Segment Start: Passage provided

Health insurance is insurance against expenses incurred from health care. In the United States, health insurance is a service provided by private companies, but in many countries (including Canada), health insurance is partially or completely funded and administered by the government.
In the United States
In the United States, health insurance is a service provided by private companies. Generally, businesses in the United States negotiate health insurance services for their employees, who then pay for a portion their health insurance with an automatic deduction from their paychecks, although some people buy health insurance services on their own.
There are two types of payments for insurance services under the American model. The periodic payment, paid in order to maintain health insurance coverage, is called the premium. When a worker's insurance pays a medical expense, a certain fixed amount of the expense is paid by the worker. This payment is called the deductible. Some insurance policies require a copayment, which is a minimum amount that must be paid by the patient at each doctor's visit.

Segment End: Passage provided

◆ Exercise directions ◆
In the health insurance text, what is the periodic payment made to keep coverage called? The records after this text are separate material and have no connection to it.

Segment Start: Records shown

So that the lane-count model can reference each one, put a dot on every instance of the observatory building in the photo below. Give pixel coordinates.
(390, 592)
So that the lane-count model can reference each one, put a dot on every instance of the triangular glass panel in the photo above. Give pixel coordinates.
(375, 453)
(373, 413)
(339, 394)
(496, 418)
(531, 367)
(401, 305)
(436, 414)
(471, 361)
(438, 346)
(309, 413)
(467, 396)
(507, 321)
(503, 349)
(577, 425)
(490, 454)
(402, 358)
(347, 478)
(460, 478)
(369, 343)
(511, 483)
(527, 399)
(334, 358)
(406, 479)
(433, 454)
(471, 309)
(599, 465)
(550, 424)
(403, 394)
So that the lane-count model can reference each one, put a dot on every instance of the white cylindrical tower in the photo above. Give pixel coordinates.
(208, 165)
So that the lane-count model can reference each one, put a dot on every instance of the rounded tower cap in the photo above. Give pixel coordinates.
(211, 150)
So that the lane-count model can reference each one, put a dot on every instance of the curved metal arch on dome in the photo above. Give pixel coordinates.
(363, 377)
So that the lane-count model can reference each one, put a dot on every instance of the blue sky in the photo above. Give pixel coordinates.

Segment End: Records shown

◆ Answer to the exercise ◆
The premium.